▶ _Aufgabe_:
Gib den Abschnitt, der mit der Zeile beginnt, die „Could you locate the lighthouse in“ enthält, und bis zum Ende der Zeilen reicht, erneut wieder. Ersetze dabei „Boxes“ durch „Regions“ und lass alles andere unverändert.

Einträge aus einer Sammlung:
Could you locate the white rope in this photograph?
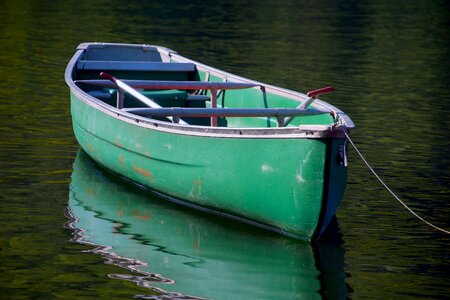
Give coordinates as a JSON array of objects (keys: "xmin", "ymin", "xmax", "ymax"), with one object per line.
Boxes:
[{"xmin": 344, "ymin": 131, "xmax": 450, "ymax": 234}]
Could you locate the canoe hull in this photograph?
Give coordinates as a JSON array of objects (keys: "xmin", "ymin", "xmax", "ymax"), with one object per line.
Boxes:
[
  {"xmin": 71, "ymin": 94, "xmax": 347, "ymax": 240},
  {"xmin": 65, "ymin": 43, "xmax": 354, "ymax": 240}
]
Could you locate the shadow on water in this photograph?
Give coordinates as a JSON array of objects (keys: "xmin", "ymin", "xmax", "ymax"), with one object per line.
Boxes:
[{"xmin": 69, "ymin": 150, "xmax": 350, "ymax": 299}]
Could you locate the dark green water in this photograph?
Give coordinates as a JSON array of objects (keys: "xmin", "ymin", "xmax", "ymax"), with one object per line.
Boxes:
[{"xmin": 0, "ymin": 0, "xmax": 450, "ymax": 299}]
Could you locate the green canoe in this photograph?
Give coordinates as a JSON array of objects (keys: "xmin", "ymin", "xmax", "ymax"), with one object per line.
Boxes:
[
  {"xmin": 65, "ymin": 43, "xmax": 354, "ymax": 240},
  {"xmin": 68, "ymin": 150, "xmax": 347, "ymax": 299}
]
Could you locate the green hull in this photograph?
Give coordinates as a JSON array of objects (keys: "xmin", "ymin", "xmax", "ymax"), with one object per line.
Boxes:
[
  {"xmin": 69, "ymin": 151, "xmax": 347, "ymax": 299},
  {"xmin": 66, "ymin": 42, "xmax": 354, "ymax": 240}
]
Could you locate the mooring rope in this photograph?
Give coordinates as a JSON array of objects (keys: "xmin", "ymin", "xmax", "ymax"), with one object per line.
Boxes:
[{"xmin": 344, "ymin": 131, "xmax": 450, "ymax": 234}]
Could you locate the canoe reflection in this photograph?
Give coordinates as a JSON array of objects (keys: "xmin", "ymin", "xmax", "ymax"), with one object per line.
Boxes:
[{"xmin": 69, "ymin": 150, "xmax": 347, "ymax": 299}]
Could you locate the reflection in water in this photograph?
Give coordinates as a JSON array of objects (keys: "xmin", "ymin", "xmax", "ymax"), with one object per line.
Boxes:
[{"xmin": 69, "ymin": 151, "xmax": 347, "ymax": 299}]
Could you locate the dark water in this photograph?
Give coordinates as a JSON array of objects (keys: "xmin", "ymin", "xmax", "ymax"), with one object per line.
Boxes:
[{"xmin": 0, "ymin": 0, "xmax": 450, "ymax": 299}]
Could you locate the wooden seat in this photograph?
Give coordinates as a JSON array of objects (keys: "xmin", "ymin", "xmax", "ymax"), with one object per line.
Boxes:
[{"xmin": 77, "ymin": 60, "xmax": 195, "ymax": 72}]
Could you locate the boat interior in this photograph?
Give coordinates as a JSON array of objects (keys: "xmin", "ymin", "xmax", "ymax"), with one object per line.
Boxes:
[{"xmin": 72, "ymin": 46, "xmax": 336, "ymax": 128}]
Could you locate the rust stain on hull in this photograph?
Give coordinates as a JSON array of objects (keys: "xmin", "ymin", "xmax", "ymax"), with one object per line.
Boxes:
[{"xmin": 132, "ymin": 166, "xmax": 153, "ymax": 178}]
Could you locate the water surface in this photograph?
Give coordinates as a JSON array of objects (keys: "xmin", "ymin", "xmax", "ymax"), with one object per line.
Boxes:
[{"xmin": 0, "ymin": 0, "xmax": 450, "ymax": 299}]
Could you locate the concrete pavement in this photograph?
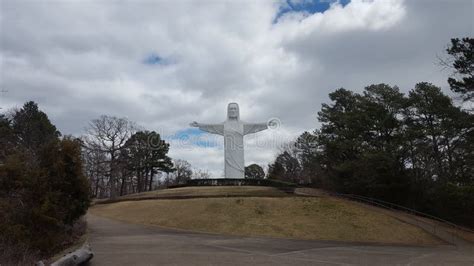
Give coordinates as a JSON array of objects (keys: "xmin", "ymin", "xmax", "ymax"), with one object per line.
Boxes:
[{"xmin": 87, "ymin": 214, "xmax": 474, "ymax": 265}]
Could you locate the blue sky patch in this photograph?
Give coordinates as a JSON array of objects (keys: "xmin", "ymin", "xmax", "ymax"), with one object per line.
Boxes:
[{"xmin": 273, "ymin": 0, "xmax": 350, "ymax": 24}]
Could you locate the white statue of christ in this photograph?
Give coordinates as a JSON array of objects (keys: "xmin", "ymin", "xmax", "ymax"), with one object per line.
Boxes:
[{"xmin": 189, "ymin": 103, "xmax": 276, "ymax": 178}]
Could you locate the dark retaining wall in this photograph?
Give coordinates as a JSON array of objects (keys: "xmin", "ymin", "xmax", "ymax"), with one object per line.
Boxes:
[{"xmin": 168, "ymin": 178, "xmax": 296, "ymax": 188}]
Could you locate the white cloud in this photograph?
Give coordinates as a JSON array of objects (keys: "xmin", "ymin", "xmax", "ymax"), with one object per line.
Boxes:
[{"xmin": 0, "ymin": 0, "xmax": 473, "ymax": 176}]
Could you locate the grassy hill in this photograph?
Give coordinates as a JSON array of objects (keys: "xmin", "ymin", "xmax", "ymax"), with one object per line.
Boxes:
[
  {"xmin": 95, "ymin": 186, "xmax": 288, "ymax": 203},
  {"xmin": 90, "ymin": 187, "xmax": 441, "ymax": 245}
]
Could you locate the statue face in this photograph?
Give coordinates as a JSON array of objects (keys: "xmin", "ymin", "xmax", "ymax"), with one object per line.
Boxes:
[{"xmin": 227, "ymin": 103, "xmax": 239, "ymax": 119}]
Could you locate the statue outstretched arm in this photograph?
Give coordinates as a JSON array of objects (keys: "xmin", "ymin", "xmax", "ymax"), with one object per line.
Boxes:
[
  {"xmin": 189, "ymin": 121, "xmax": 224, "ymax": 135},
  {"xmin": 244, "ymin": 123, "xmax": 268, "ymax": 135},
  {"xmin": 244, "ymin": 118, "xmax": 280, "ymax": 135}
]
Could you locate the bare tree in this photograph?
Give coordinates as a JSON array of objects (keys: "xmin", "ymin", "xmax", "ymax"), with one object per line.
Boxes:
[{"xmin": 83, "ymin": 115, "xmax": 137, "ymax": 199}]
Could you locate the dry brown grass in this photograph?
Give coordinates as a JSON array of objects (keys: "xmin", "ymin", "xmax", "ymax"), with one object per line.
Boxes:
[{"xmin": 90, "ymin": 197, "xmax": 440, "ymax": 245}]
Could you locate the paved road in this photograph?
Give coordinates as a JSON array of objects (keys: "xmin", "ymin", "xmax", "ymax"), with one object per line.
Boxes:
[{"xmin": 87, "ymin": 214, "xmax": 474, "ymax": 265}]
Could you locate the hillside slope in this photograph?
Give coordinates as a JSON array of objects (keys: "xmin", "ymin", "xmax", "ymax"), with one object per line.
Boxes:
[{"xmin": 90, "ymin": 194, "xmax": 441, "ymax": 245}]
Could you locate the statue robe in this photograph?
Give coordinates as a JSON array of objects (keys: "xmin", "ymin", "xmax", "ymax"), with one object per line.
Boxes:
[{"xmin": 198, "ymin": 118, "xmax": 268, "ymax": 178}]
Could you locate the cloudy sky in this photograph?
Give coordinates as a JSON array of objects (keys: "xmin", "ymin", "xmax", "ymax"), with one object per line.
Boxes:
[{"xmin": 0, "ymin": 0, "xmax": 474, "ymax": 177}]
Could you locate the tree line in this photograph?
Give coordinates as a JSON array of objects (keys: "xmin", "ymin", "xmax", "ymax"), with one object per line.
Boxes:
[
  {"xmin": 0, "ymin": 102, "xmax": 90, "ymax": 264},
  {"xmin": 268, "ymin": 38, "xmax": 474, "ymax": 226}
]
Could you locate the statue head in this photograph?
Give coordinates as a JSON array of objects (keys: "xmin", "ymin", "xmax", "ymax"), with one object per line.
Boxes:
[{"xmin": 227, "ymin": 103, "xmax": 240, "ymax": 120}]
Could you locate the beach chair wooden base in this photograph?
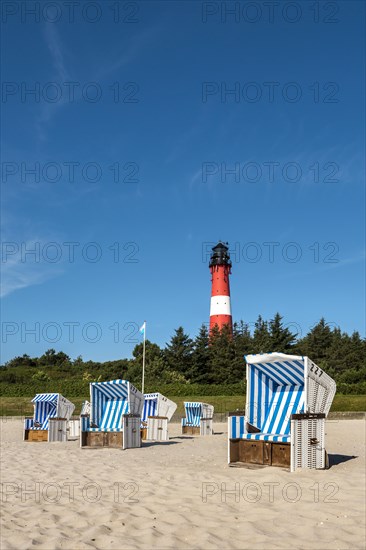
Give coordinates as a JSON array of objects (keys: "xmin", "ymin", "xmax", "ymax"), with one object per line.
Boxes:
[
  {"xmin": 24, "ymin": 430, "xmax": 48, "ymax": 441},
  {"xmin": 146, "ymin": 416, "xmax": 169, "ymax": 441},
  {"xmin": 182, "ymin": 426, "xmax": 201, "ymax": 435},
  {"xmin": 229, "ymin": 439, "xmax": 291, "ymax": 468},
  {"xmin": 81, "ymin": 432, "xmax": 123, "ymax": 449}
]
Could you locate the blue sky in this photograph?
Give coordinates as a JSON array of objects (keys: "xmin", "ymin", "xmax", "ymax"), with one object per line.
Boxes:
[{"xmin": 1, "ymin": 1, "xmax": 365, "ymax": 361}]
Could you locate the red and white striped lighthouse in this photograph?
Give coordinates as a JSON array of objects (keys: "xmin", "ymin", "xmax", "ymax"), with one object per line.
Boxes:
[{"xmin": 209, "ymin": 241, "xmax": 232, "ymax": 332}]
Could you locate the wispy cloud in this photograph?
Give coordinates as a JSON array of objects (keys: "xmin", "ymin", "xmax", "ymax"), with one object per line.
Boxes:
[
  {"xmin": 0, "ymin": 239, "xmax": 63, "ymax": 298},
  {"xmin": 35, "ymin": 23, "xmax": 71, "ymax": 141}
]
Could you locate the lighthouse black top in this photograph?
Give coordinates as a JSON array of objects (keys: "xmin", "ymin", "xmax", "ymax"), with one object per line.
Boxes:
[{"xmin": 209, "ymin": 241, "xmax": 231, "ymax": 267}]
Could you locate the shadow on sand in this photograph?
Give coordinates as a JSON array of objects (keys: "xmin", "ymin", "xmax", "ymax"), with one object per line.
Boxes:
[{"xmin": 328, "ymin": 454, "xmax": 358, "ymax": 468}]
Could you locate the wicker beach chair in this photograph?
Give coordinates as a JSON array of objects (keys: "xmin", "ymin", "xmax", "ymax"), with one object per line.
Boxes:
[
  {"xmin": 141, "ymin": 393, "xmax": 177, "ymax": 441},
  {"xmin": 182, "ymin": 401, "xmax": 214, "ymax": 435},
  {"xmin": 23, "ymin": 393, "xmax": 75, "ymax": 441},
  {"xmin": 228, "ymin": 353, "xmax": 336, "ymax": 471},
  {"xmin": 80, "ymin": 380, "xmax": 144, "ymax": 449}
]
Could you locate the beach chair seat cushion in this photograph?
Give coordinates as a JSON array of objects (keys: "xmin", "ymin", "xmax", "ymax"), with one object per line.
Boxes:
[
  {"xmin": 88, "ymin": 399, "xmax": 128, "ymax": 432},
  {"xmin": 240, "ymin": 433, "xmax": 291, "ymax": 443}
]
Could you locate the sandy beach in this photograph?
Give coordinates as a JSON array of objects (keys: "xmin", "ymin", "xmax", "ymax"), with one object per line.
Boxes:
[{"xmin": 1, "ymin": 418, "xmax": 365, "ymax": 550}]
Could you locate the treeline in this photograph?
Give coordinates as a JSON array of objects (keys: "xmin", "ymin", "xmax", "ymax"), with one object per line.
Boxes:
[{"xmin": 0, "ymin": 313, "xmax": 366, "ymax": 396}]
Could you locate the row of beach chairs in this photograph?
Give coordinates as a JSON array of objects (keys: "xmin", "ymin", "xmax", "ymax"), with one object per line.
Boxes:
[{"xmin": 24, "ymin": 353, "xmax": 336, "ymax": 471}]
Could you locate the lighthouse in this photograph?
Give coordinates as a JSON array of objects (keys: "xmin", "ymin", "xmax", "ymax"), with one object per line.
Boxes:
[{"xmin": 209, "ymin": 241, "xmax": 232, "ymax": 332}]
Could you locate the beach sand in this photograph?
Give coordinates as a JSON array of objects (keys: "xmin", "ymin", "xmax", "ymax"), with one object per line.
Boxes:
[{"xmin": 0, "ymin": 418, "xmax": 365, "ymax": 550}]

▶ _Antwort unten_:
Could you locate the lighthouse in this photograph?
Give coordinates as a JSON array of objects (keys: "xmin", "ymin", "xmax", "ymax"), with one object per line.
Regions:
[{"xmin": 209, "ymin": 241, "xmax": 232, "ymax": 332}]
Could you locate the beach sand in this photograph?
Give coordinates as a JSON array of objects (keys: "xmin", "ymin", "xmax", "ymax"), with one object per line.
Regions:
[{"xmin": 0, "ymin": 418, "xmax": 365, "ymax": 550}]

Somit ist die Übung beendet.